RECORDS PROVIDED section start

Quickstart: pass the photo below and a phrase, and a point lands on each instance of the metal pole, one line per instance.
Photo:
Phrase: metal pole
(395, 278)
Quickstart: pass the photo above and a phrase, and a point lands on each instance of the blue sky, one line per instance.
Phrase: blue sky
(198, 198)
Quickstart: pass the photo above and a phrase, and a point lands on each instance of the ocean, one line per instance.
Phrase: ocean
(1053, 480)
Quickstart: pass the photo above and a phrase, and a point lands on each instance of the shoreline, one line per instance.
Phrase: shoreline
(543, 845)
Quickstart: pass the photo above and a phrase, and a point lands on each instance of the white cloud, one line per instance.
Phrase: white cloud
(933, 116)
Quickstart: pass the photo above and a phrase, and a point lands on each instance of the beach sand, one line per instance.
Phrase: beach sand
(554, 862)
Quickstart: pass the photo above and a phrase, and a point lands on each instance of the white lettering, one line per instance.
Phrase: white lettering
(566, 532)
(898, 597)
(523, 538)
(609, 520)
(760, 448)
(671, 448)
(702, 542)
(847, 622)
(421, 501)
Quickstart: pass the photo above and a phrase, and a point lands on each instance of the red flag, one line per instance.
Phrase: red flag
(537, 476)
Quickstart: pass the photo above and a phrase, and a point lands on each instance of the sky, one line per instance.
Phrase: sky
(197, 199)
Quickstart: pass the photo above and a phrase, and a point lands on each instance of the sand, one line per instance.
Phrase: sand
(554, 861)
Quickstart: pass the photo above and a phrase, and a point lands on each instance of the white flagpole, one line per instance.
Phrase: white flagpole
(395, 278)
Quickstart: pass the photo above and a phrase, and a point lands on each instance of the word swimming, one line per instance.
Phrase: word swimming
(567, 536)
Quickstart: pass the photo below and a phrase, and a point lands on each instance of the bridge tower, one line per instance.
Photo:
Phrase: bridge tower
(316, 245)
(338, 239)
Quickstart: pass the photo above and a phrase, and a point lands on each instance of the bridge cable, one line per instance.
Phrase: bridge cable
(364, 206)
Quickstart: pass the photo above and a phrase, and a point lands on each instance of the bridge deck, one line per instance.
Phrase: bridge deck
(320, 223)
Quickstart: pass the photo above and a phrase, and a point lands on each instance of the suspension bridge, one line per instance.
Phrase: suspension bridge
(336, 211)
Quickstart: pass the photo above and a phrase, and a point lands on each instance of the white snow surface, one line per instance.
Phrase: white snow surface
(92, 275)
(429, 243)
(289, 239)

RECORDS PROVIDED section end

### ASSIGNMENT
Copy out every line in the records where the word "below" is found.

### ANSWER TO THIS TASK
Quickstart: pass the photo below and a phrase, and a point lands on each instance of the metal pole, one line per instance.
Quickstart: pass the photo below and a phrase, and a point lands on each instance of the bridge tower, one line per instance.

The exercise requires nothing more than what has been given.